In the history of Christianity, docetism (from the δοκεῖν/δόκησις dokeĩn "to seem", dókēsis "apparition, phantom") was the doctrine that the phenomenon of Jesus, his historical and bodily existence, and above all the human form of Jesus, was mere semblance without any true reality. Broadly, it is taken as the belief that Jesus only seemed to be human, and that his human form was an illusion.

== History ==
The word Δοκηταί Dokētaí ("Illusionists") referring to early groups who denied Jesus's humanity, first occurred in a letter by Bishop Serapion of Antioch (197–203), who discovered the doctrine in the Gospel of Peter, during a pastoral visit to a Christian community using it in Rhosus, and later condemned it as a forgery. It appears to have arisen over theological contentions concerning the meaning, figurative or literal, of a sentence from the beginning of the Gospel of John: "the Word was made Flesh".

Docetism was unequivocally rejected at the First Council of Nicaea in 325 and is regarded as heretical by the Catholic Church, Eastern Orthodox Church, Coptic Orthodox Church of Alexandria, Armenian Apostolic Church, Ethiopian Orthodox Tewahedo Church, and Anglican Communion and many Protestant denominations that accept and hold to the statements of these early church councils, such as Calvinist (Reformed Christians), Reformed Baptists, Waldensians, and all Trinitarian Christians.

==Definitions==
Docetism is broadly defined as the teaching that claims that Jesus' body was either absent or illusory. The term docetic is rather nebulous. Two varieties were widely known. In one version, as in Marcionism, Christ was so divine that he could not have been human, since God lacked a material body, which therefore could not physically suffer. Jesus only appeared to be a flesh-and-blood man; his body was a phantasm. Other groups who were accused of docetism held that Jesus was a man in the flesh, but Christ was a separate entity who entered Jesus' body in the form of a dove at his baptism, empowered him to perform miracles, and abandoned him upon his death on the cross.

==Christology and theological implications==
Docetism's origin within Christianity is obscure. Ernst Käsemann controversially defined the Christology of the Gospel of John as "naïve docetism" in 1968. The ensuing debate reached an impasse as awareness grew that the very term docetism, like gnosticism, was difficult to define within the religio-historical framework of the debate. It has occasionally been argued that its origins were in heterodox Judaism or Oriental and Grecian philosophies. The alleged connection with Jewish Christianity would have reflected Jewish Christian concerns with the inviolability of (Jewish) monotheism. Docetic opinions seem to have circulated from very early times, 1 John appearing explicitly to reject them. Some 1stcentury Christian groups developed docetic interpretations partly as a way to make Christian teachings more acceptable to non-Christian ways of thinking about divinity.

* Data listing
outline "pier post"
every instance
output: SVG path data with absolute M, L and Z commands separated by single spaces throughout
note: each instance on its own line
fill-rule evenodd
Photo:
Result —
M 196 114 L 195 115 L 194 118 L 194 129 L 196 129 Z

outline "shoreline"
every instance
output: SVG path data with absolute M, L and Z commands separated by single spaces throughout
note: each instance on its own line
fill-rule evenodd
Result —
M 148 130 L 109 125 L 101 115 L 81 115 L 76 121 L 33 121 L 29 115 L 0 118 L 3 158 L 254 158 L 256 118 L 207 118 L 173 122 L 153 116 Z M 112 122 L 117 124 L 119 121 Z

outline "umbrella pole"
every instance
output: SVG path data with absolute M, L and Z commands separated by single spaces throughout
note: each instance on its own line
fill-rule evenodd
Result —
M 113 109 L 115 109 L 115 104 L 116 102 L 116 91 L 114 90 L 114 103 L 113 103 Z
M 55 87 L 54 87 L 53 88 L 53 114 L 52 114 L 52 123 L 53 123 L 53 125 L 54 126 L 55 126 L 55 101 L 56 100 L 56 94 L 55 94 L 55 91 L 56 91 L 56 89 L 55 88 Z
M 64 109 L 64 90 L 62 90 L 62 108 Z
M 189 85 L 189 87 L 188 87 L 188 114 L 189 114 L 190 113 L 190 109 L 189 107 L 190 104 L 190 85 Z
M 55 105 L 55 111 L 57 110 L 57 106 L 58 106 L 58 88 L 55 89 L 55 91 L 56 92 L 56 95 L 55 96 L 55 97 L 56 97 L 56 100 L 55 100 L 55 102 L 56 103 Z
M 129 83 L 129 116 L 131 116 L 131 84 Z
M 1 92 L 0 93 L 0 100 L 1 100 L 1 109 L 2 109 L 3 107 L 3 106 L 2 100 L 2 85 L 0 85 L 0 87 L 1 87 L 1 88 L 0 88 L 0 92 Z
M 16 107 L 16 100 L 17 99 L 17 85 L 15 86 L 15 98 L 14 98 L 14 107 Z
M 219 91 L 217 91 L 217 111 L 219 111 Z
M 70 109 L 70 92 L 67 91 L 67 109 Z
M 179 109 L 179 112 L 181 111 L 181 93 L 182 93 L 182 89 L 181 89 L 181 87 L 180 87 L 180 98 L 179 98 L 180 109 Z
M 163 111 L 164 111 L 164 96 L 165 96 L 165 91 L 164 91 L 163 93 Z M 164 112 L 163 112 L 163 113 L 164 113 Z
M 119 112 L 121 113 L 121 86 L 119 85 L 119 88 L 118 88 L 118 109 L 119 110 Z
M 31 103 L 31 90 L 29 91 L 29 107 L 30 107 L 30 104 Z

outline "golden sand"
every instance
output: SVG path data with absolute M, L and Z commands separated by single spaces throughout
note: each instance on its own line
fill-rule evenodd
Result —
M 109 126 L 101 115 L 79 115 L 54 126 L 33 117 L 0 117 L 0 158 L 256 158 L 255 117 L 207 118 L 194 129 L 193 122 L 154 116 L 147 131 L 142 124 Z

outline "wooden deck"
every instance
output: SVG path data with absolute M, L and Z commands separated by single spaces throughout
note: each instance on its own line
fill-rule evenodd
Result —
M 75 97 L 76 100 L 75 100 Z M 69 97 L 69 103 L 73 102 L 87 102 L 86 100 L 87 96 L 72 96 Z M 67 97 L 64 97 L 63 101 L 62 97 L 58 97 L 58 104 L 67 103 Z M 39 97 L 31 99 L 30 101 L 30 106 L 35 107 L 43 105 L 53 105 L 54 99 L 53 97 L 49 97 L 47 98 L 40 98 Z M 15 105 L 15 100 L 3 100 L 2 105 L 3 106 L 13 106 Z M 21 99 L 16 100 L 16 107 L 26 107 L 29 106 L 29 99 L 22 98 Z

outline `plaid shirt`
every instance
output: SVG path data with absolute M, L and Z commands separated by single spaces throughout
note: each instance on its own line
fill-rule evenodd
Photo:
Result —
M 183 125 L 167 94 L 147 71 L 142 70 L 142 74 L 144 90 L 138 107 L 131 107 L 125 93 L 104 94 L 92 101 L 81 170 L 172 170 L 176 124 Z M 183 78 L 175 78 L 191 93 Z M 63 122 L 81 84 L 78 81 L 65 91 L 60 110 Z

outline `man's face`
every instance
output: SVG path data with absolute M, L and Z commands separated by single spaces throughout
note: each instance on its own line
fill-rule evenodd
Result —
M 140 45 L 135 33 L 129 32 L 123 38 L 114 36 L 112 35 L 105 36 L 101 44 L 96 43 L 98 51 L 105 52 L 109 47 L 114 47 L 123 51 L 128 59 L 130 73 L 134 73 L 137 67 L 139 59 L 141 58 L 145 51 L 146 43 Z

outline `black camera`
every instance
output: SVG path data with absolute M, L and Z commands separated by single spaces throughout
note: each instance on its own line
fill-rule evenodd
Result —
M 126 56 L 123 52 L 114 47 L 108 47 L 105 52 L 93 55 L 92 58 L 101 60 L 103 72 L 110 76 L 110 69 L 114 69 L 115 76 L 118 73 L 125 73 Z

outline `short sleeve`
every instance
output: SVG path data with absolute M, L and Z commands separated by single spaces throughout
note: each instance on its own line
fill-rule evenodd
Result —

* Instructions to follow
Set down, unchanged, the part of the docetism text above that runs from "Docetism was unequivocally" to "all Trinitarian Christians.".

* Written response
Docetism was unequivocally rejected at the First Council of Nicaea in 325 and is regarded as heretical by the Catholic Church, Eastern Orthodox Church, Coptic Orthodox Church of Alexandria, Armenian Apostolic Church, Ethiopian Orthodox Tewahedo Church, and Anglican Communion and many Protestant denominations that accept and hold to the statements of these early church councils, such as Calvinist (Reformed Christians), Reformed Baptists, Waldensians, and all Trinitarian Christians.